- [Prompt] Output the entries from the line with "Track-and-sign request: indicate each instance of the electrical" through the line with "x=216, y=47" as a Markdown table, leaving out blank lines. Use two columns: n for the row number and Line for the line itself.

- [Data to process]
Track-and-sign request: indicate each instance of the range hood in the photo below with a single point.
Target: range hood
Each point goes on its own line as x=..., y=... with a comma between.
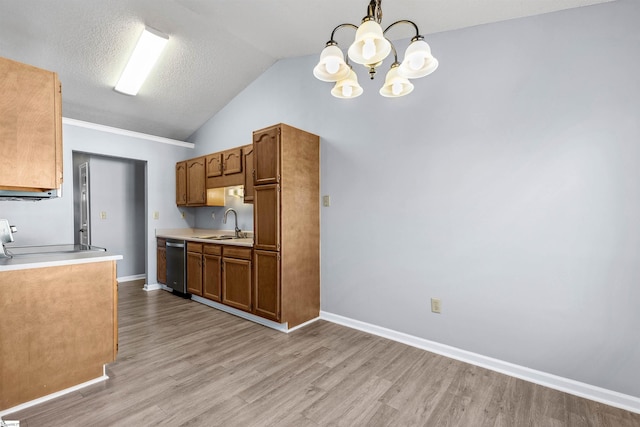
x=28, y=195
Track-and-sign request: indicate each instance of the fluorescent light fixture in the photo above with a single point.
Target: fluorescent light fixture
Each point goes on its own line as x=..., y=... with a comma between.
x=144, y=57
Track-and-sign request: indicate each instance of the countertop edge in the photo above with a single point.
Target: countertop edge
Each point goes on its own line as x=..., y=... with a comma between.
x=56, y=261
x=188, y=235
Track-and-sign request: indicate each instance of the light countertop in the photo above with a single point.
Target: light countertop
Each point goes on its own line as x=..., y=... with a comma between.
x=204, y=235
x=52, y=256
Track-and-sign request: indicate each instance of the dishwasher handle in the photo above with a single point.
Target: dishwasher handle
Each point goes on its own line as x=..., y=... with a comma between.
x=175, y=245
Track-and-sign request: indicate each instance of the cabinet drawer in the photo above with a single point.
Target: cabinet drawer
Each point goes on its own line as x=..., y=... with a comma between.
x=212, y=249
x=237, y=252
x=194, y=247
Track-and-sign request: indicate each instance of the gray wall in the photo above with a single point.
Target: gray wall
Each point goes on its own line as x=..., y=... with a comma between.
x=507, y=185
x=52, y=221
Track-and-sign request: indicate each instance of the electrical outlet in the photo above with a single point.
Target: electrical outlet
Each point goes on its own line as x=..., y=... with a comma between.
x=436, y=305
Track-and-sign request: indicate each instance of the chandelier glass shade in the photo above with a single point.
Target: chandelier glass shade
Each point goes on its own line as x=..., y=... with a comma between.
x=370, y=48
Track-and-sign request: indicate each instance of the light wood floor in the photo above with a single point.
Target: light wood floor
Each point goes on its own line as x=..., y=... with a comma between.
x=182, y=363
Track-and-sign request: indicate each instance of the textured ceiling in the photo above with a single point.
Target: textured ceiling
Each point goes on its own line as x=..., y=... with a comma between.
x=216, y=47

==

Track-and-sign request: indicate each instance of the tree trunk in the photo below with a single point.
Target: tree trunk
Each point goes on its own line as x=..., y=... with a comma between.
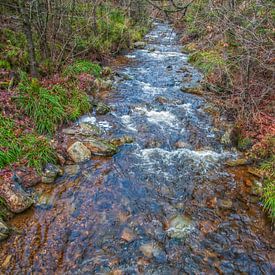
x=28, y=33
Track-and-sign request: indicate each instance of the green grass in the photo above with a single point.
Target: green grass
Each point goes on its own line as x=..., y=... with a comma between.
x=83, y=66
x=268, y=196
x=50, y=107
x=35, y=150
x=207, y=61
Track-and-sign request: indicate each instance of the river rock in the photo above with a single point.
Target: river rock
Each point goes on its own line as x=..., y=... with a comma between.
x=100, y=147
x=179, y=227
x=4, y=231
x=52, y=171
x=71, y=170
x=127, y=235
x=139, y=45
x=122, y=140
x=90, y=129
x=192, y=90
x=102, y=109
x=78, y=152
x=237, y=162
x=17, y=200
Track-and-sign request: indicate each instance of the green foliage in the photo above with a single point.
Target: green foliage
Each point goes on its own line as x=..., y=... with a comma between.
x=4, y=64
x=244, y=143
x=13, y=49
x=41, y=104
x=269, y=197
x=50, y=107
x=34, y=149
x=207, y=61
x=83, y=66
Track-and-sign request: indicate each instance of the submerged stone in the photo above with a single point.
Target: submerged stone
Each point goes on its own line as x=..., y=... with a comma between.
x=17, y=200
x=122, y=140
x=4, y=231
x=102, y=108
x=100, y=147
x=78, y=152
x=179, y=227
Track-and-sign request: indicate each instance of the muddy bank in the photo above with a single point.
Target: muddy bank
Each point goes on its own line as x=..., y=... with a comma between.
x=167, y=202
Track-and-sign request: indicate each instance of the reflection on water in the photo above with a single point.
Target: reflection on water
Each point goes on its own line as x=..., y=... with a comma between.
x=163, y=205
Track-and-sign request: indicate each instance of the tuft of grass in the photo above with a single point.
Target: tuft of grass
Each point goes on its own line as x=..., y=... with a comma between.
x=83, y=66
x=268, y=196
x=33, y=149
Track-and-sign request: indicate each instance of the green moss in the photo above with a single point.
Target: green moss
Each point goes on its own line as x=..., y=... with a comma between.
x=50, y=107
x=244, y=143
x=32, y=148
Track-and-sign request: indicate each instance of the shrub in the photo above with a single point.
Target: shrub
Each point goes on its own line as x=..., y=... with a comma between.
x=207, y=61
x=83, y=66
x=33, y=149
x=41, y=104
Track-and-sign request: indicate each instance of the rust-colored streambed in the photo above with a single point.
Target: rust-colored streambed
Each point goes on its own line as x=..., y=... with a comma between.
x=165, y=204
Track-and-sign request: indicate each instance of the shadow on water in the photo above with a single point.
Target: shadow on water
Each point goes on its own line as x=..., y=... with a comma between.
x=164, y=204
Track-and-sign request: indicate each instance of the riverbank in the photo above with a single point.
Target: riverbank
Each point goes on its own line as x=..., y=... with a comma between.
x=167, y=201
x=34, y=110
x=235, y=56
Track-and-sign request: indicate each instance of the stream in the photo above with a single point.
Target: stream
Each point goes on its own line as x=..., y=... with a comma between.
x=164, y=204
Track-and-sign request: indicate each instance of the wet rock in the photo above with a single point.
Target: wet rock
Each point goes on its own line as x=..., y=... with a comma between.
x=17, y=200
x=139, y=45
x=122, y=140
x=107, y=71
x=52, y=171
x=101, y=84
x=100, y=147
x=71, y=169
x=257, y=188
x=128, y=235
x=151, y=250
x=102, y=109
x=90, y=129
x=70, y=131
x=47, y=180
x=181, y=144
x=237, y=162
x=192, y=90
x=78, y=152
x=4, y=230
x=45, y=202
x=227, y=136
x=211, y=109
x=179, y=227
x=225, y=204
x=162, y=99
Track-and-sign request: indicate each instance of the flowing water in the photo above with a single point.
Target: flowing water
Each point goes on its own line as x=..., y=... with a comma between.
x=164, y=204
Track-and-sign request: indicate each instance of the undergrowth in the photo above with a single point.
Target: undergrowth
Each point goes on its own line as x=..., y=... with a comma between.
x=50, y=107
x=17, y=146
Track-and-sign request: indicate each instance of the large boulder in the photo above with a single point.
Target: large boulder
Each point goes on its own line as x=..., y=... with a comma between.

- [Solution to this problem]
| n | Line |
|---|---|
| 1 | Track-and-sign request: indicate each instance of the electrical outlet in the photo above with a single point. |
| 2 | Target: electrical outlet |
| 3 | Each point goes on its own line as x=..., y=... with a comma between. |
| 4 | x=436, y=305 |
| 5 | Track-and-sign request: indicate each instance of the chandelier glass shade in the photo above with a single point. |
| 6 | Target: chandelier glass shade |
| 7 | Each point goes on its own line as x=..., y=... with a comma between. |
| 8 | x=370, y=48 |
| 9 | Track-and-sign request: indicate each instance of the light wood floor in the photo above with a single point. |
| 10 | Target: light wood floor |
| 11 | Each point goes on its own line as x=..., y=... with a comma between. |
| 12 | x=182, y=363 |
| 13 | Track-and-sign request: indicate each instance of the textured ceiling in the photo above with a single point. |
| 14 | Target: textured ceiling |
| 15 | Each point goes on its own line as x=..., y=... with a comma between. |
| 16 | x=216, y=47 |